## Task description
Write out every entry word for word.

START Records to process

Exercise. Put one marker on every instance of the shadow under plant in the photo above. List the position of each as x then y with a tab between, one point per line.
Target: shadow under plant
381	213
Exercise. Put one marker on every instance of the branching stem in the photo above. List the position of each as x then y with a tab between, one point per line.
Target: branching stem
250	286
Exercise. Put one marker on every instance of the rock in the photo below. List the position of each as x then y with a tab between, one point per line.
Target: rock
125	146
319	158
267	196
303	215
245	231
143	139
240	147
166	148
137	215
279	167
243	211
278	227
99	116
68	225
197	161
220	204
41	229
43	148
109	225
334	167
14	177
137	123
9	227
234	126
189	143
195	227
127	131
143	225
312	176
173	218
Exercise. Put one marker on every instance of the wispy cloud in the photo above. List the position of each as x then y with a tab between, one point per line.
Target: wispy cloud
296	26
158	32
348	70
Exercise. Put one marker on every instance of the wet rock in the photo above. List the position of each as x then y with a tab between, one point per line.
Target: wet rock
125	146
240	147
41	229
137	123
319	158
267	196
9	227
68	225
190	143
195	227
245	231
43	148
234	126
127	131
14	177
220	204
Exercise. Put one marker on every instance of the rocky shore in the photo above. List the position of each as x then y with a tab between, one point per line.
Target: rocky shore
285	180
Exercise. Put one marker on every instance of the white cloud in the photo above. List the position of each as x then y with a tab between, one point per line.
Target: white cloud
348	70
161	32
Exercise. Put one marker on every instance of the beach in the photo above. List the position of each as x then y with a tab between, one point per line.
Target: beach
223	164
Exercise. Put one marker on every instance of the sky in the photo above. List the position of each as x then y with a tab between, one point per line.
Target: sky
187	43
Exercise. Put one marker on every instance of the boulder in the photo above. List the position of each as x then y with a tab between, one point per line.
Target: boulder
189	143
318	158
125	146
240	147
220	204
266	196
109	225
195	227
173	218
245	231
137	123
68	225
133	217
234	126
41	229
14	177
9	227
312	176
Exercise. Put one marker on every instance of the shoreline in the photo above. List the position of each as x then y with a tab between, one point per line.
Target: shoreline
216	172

END Records to process

## Worked solution
Exercise. Put one marker on every instance of the shadow under plant in the photo above. List the position of each as x then y with a tab between, one point per line.
Target: shadow under plant
381	213
Exercise. Put one marker on every instance of the branching stem in the photo above. List the position of each as x then y with a tab between, one point per line.
Target: branching stem
250	286
Exercise. Put one marker on every instance of the rock in the photo below. List the position of each as x then y with a tab between, one point per line.
Target: rock
125	146
319	158
267	196
303	215
245	231
143	139
240	147
166	148
137	215
279	167
243	211
278	227
99	116
68	225
197	161
220	204
41	229
43	148
109	225
334	167
14	177
137	123
9	227
234	126
189	143
195	227
127	131
143	225
312	176
173	218
Exercise. Put one marker on every instance of the wispy cloud in the photo above. List the position of each as x then y with a tab between, one point per line.
Target: wispy cloud
296	26
158	32
348	70
Exercise. Put one marker on every instance of the wet rock in the photo above. List the position of each as x then y with a tab between, one point per line.
Target: wet rock
125	146
240	147
41	229
137	123
319	158
267	196
9	227
68	225
190	143
195	227
245	231
43	148
234	126
127	131
14	177
220	204
Exercise. Put one marker on every instance of the rocky shore in the photo above. List the position of each as x then y with a tab between, one point per line.
Target: rocky shore
285	180
Exercise. Put one marker on every instance of the white cloud in the photo above. List the position of each as x then y with a tab between, one point per line.
Target: white cloud
348	70
161	32
Exercise. Put one marker on every instance of the beach in the photo above. List the position of each as x then y with a tab between, one point per line.
Target: beach
223	164
Exercise. Put one marker on every instance of the sky in the photo above. List the position of each as x then y with a tab between, one point per line.
Target: sky
187	43
Exercise. Put one marker on every instance of the boulder in the photo above. List the position of each as x then y with a tab between, one point per line.
Target: boulder
189	143
318	158
125	146
240	147
220	204
266	196
109	225
195	227
173	218
245	231
137	123
68	225
133	217
234	126
41	229
14	177
9	227
312	176
Exercise. Put one marker on every instance of the shoreline in the photo above. List the position of each as x then y with a tab between, one point per line.
Target: shoreline
216	172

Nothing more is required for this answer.